Saturday, September 28 2013

It is not really whether or not a market crash is coming, it's when. How do we know this? Because the big-bad-bear ALWAYS comes.

The very same "evidence" that Buy and Hold pundits (liars) use to prove that buy and hold works, actually proves that it does not!!!  Their basic evidence is the "100 Year Dow" graph below. Upon close examination, starting with 1900-1920, you will see 20 good years followed by 20 flat/down years, over and over.  BTW, being flat or "even" after 20 years is really a tremendous loss, because one would have doubled their money over 20 years with bonds paying only 3.6% !!!

From the graph below it would seem that, if people lived 100 years or more, the Buy/Hold liars may have a point. But most investors' prime "equity" investment years are from the time that they are, say, 45 years old (bought house, kids in college, career sound, etc.) until they are 65 years old (approaching retirement, need safe investments, more money in bonds, etc.) So, the prime time span for investors having a large portion of their portfolios in equities is about 20 years.

What is asked:
1: Answer these questions on the market-crash post:
(a) What bond rate does the post say would have doubled one's money over 20 years?
(b) At what age does the post say investors' prime equity investment years begin?
(c) What graph does the post identify as the basic evidence of buy-and-hold pundits?
2: Extract each line of the records that contains the string "block", treating uppercase and lowercase letters as distinct.

(Rows from a dataset)
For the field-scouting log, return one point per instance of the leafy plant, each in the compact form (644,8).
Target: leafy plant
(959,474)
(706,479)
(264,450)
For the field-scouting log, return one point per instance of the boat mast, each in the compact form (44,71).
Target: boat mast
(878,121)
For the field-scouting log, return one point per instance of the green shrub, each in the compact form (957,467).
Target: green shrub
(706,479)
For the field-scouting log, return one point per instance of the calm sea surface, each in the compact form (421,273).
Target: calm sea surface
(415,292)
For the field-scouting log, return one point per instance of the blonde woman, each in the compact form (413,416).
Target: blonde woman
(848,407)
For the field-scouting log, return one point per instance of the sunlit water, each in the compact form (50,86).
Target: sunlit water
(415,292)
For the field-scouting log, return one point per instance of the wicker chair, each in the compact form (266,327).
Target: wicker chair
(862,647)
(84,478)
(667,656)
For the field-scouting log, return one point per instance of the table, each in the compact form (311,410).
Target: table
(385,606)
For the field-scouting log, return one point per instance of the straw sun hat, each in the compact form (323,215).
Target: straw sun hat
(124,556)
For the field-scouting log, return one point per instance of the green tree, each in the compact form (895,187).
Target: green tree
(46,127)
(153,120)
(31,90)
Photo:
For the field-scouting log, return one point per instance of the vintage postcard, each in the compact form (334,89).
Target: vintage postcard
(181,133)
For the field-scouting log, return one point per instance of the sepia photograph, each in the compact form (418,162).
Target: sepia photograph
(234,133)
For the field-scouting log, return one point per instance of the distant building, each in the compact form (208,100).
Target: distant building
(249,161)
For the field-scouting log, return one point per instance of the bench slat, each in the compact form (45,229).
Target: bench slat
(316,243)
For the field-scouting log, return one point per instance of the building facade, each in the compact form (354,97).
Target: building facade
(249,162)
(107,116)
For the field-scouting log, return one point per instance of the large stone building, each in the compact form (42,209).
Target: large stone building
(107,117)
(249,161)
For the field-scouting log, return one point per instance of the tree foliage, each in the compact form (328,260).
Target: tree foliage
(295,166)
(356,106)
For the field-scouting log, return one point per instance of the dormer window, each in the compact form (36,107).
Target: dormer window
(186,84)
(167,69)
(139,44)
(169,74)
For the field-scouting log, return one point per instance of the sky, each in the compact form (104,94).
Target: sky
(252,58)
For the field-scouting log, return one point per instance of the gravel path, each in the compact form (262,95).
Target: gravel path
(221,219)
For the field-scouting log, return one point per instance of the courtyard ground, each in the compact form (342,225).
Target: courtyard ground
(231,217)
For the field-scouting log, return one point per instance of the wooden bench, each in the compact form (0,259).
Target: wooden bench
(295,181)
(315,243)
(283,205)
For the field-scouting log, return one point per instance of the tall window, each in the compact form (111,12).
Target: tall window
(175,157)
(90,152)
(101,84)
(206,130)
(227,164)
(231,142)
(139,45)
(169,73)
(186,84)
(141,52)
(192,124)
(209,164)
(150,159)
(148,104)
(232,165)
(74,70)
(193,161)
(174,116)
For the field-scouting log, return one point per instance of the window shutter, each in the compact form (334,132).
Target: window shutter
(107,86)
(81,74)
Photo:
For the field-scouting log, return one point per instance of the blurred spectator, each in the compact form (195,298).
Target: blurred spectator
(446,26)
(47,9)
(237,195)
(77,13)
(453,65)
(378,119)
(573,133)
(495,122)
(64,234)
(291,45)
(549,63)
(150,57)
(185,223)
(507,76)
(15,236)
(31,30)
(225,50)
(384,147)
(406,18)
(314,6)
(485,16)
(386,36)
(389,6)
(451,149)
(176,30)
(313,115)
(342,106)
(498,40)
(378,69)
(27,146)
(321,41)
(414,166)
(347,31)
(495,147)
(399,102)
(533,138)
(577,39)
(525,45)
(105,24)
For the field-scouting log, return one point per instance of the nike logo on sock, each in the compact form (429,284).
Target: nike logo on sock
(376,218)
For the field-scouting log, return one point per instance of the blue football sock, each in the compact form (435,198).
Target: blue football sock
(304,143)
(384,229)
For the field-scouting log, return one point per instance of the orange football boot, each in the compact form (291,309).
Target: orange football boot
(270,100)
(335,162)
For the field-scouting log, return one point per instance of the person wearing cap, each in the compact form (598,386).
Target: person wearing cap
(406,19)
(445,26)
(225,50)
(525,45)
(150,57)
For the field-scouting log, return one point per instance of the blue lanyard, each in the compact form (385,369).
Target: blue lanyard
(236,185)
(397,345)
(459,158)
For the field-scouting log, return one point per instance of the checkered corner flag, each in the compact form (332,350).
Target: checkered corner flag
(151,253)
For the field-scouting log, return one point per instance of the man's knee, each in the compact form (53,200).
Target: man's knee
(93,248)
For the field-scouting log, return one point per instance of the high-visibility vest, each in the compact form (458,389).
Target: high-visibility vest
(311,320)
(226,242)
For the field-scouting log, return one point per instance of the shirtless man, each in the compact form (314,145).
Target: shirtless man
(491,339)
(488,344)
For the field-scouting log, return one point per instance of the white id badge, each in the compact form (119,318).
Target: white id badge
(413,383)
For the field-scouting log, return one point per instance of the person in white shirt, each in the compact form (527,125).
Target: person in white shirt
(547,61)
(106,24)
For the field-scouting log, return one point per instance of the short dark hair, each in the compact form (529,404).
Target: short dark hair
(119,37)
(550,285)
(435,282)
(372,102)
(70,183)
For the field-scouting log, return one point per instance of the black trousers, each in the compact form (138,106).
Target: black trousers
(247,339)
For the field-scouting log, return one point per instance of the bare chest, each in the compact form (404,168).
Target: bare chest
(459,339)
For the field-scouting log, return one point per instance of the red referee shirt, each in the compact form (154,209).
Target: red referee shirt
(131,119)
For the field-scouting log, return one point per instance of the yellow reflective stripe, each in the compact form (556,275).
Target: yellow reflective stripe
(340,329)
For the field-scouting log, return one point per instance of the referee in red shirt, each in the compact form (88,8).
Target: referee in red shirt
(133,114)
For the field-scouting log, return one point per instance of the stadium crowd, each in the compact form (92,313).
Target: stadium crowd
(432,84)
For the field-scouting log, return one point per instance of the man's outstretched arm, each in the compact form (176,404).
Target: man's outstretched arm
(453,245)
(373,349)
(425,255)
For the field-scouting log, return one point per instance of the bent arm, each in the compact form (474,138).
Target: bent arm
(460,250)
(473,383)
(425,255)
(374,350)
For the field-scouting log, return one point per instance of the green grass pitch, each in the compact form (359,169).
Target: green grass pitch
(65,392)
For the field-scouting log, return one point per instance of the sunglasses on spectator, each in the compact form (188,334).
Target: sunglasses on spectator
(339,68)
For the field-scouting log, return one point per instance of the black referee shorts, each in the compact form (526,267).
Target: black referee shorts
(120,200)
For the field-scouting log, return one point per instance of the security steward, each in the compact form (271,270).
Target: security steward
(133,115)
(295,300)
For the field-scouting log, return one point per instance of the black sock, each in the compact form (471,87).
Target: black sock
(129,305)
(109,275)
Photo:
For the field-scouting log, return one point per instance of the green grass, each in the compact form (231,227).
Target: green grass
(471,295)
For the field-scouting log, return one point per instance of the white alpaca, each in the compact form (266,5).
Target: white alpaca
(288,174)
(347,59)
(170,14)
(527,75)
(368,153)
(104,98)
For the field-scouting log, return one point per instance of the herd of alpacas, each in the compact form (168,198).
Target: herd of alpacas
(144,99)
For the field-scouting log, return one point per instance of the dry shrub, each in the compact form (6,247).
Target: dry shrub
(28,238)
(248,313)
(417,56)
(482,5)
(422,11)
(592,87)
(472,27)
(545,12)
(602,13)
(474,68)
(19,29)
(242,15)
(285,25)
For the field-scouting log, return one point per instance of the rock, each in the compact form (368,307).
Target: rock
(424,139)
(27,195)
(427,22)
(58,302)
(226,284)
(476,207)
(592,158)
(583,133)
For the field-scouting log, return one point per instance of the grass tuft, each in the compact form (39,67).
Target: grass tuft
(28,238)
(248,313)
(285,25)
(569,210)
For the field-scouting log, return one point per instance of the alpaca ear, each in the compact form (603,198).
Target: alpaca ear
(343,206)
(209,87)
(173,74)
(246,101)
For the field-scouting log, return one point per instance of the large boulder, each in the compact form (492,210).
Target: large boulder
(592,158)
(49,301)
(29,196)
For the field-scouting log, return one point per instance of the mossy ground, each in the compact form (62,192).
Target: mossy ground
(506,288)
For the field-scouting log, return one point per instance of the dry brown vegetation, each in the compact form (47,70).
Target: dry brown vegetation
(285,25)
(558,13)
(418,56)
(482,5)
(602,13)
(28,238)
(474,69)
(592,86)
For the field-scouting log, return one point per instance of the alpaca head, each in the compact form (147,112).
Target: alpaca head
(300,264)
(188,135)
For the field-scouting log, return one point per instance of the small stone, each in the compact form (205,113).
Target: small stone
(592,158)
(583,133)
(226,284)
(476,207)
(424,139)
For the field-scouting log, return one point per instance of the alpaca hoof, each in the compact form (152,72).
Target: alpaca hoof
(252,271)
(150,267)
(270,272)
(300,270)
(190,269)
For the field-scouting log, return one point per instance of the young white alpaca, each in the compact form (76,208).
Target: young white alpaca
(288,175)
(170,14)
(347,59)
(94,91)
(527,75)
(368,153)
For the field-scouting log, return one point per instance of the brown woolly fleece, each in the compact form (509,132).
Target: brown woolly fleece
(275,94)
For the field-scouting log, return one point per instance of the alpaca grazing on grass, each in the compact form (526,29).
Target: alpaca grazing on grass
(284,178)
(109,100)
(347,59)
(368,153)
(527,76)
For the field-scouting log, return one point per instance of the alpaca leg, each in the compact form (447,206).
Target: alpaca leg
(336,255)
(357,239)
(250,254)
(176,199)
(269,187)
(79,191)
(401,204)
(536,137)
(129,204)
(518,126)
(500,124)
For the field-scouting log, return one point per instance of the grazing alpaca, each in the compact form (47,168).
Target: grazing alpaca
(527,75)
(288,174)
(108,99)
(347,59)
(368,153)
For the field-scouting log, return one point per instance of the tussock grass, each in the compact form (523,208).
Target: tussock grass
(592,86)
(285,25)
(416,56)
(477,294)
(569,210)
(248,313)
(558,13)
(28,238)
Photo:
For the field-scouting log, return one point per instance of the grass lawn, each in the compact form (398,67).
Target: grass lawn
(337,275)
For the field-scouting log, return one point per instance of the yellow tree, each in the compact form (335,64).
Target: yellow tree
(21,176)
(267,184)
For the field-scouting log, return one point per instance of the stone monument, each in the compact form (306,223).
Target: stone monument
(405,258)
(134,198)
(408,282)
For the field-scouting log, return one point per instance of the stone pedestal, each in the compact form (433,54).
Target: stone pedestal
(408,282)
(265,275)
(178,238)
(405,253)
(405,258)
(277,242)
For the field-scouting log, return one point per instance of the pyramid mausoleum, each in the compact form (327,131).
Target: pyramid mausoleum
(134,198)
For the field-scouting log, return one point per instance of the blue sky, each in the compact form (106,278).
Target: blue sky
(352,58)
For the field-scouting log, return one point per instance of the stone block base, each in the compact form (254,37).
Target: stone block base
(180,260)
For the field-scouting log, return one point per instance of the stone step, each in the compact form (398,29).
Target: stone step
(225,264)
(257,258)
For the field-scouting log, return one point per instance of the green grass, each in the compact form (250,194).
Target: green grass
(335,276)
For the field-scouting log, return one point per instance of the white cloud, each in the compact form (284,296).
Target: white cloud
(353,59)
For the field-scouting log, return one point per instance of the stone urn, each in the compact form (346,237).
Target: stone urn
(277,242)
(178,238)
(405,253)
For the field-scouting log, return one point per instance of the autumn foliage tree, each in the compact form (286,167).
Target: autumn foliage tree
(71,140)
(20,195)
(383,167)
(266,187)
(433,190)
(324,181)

The responses:
1:
(a) 3.6%
(b) 45 years old
(c) The "100 Year Dow" graph

2:
For the field-scouting log, return one point per instance of the stone block base, each in the compact form (254,37).
Target: stone block base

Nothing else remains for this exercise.